##### Dataset records
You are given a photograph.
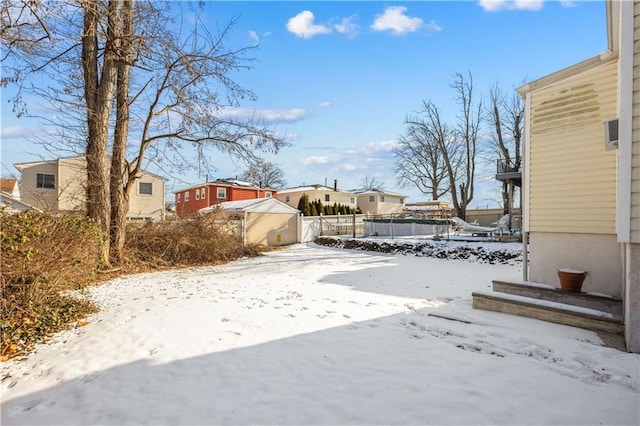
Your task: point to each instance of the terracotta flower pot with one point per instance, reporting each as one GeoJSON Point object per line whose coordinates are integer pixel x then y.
{"type": "Point", "coordinates": [571, 280]}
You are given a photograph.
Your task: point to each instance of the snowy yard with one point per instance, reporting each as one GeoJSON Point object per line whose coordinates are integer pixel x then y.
{"type": "Point", "coordinates": [323, 336]}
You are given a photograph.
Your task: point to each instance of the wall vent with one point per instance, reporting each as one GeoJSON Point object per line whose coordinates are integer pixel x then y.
{"type": "Point", "coordinates": [611, 134]}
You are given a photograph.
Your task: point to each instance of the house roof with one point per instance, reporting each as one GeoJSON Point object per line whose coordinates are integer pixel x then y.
{"type": "Point", "coordinates": [380, 192]}
{"type": "Point", "coordinates": [229, 183]}
{"type": "Point", "coordinates": [21, 166]}
{"type": "Point", "coordinates": [309, 188]}
{"type": "Point", "coordinates": [256, 205]}
{"type": "Point", "coordinates": [8, 184]}
{"type": "Point", "coordinates": [6, 198]}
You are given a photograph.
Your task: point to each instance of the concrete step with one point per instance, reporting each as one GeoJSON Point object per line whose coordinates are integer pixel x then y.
{"type": "Point", "coordinates": [551, 311]}
{"type": "Point", "coordinates": [598, 302]}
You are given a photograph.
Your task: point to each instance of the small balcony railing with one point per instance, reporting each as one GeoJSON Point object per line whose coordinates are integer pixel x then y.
{"type": "Point", "coordinates": [503, 167]}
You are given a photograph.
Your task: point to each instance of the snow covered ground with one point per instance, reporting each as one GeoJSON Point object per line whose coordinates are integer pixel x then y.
{"type": "Point", "coordinates": [319, 335]}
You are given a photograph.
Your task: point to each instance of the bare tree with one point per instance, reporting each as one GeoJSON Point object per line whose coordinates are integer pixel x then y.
{"type": "Point", "coordinates": [467, 130]}
{"type": "Point", "coordinates": [370, 183]}
{"type": "Point", "coordinates": [99, 72]}
{"type": "Point", "coordinates": [264, 173]}
{"type": "Point", "coordinates": [22, 27]}
{"type": "Point", "coordinates": [171, 88]}
{"type": "Point", "coordinates": [419, 159]}
{"type": "Point", "coordinates": [118, 180]}
{"type": "Point", "coordinates": [505, 116]}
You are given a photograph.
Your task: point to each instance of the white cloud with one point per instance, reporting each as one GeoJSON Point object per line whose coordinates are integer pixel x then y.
{"type": "Point", "coordinates": [254, 36]}
{"type": "Point", "coordinates": [394, 19]}
{"type": "Point", "coordinates": [257, 38]}
{"type": "Point", "coordinates": [347, 26]}
{"type": "Point", "coordinates": [302, 25]}
{"type": "Point", "coordinates": [497, 5]}
{"type": "Point", "coordinates": [265, 115]}
{"type": "Point", "coordinates": [316, 160]}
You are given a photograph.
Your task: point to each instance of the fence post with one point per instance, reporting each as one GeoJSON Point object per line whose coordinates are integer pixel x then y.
{"type": "Point", "coordinates": [354, 224]}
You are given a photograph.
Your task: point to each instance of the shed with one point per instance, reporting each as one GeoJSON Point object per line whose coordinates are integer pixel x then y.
{"type": "Point", "coordinates": [263, 221]}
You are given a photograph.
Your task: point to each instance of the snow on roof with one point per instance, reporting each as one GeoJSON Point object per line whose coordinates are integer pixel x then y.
{"type": "Point", "coordinates": [377, 191]}
{"type": "Point", "coordinates": [310, 188]}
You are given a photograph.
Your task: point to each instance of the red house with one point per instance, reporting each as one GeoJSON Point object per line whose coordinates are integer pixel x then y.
{"type": "Point", "coordinates": [192, 199]}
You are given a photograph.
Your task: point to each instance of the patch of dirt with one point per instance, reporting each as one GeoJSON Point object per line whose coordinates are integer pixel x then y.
{"type": "Point", "coordinates": [435, 249]}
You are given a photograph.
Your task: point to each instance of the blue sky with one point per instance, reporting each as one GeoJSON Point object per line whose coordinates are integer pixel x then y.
{"type": "Point", "coordinates": [339, 77]}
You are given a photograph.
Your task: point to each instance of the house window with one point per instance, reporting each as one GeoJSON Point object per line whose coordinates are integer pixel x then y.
{"type": "Point", "coordinates": [145, 188]}
{"type": "Point", "coordinates": [45, 181]}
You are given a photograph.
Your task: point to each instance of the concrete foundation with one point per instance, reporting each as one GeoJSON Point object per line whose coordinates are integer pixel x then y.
{"type": "Point", "coordinates": [599, 255]}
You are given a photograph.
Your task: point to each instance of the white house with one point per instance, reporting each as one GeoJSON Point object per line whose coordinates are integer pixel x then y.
{"type": "Point", "coordinates": [59, 185]}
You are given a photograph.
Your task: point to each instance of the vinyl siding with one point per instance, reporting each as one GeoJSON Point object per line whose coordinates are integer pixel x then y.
{"type": "Point", "coordinates": [45, 199]}
{"type": "Point", "coordinates": [572, 176]}
{"type": "Point", "coordinates": [72, 175]}
{"type": "Point", "coordinates": [142, 206]}
{"type": "Point", "coordinates": [635, 153]}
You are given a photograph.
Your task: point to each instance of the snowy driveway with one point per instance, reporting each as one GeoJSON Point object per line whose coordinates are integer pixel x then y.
{"type": "Point", "coordinates": [314, 335]}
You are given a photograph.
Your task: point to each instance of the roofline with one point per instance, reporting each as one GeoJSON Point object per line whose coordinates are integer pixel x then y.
{"type": "Point", "coordinates": [613, 25]}
{"type": "Point", "coordinates": [381, 193]}
{"type": "Point", "coordinates": [315, 187]}
{"type": "Point", "coordinates": [228, 185]}
{"type": "Point", "coordinates": [20, 166]}
{"type": "Point", "coordinates": [593, 62]}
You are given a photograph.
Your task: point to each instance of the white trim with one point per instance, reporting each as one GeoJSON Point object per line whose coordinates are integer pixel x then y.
{"type": "Point", "coordinates": [625, 115]}
{"type": "Point", "coordinates": [565, 73]}
{"type": "Point", "coordinates": [140, 194]}
{"type": "Point", "coordinates": [526, 172]}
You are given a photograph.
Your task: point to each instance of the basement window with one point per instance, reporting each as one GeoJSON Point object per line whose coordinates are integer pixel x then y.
{"type": "Point", "coordinates": [145, 188]}
{"type": "Point", "coordinates": [45, 181]}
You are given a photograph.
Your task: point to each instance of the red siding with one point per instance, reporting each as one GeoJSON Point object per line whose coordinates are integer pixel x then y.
{"type": "Point", "coordinates": [211, 197]}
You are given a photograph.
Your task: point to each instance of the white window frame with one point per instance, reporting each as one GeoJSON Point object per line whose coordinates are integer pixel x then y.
{"type": "Point", "coordinates": [41, 183]}
{"type": "Point", "coordinates": [144, 194]}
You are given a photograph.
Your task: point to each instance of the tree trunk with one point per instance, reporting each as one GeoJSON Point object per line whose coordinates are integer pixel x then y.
{"type": "Point", "coordinates": [120, 179]}
{"type": "Point", "coordinates": [98, 93]}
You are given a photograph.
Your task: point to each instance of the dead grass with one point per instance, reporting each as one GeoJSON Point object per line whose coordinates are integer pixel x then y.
{"type": "Point", "coordinates": [44, 257]}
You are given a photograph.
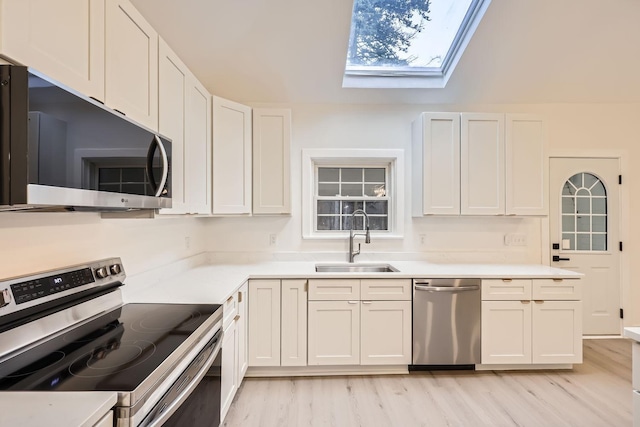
##########
Objective
Locate each line in the items above that contains the word "tree" and copy every such line.

The output
Your task: point to each instance of the bare tree with one point per instance, reporting each as one GeoJSON Point object per line whose coordinates are integer pixel x then y.
Your task: point to each instance of the tree trunk with one point per instance, reporting each as one GeoJSON Point object per line whose coordinates are integer pixel x then y.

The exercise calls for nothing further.